• WHAT IS REQUIRED: Using the listing, work out the number of lines where "positive" shows up, and answer with that number alone.

◆ ◆ ◆

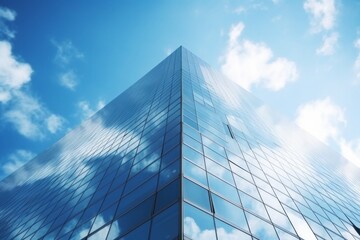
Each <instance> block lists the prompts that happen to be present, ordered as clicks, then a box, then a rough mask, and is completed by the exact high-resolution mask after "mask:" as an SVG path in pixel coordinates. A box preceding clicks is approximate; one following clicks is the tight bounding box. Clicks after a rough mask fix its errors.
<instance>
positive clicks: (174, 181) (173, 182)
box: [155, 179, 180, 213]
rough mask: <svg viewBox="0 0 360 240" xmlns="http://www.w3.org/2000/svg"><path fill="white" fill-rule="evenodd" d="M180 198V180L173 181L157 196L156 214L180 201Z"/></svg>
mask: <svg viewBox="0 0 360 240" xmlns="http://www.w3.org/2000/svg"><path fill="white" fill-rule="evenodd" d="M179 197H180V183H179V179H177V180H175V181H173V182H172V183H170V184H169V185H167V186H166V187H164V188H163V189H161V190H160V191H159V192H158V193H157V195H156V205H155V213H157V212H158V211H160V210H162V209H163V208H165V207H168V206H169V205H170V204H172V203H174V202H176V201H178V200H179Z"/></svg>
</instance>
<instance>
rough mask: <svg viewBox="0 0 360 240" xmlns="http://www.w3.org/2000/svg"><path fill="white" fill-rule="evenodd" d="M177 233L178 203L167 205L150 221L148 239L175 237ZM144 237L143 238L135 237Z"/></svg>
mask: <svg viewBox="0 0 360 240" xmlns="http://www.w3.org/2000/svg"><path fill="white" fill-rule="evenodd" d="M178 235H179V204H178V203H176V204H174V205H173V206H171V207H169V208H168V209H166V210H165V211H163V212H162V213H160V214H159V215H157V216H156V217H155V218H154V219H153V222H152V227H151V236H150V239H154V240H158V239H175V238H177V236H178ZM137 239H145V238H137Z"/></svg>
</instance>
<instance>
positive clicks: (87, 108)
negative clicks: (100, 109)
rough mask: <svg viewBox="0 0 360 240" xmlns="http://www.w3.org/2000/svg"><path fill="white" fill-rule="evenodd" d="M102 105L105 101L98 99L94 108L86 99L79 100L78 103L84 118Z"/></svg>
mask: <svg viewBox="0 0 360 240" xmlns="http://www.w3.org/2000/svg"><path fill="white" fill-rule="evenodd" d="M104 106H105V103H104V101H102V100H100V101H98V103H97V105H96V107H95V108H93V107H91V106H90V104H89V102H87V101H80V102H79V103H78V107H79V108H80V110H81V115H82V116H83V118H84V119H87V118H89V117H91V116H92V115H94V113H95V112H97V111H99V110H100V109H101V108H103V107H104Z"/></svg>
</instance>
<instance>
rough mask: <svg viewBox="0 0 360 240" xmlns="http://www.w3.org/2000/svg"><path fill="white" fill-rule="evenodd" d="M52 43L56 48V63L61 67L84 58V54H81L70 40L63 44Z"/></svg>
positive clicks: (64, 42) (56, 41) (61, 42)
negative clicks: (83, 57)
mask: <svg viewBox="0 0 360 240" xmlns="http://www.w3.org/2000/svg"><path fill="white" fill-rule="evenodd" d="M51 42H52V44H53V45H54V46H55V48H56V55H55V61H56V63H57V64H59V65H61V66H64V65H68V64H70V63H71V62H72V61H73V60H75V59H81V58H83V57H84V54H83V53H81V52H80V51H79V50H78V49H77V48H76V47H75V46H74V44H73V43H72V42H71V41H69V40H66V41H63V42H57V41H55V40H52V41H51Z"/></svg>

◆ ◆ ◆

• SOLUTION TO THIS TASK: 3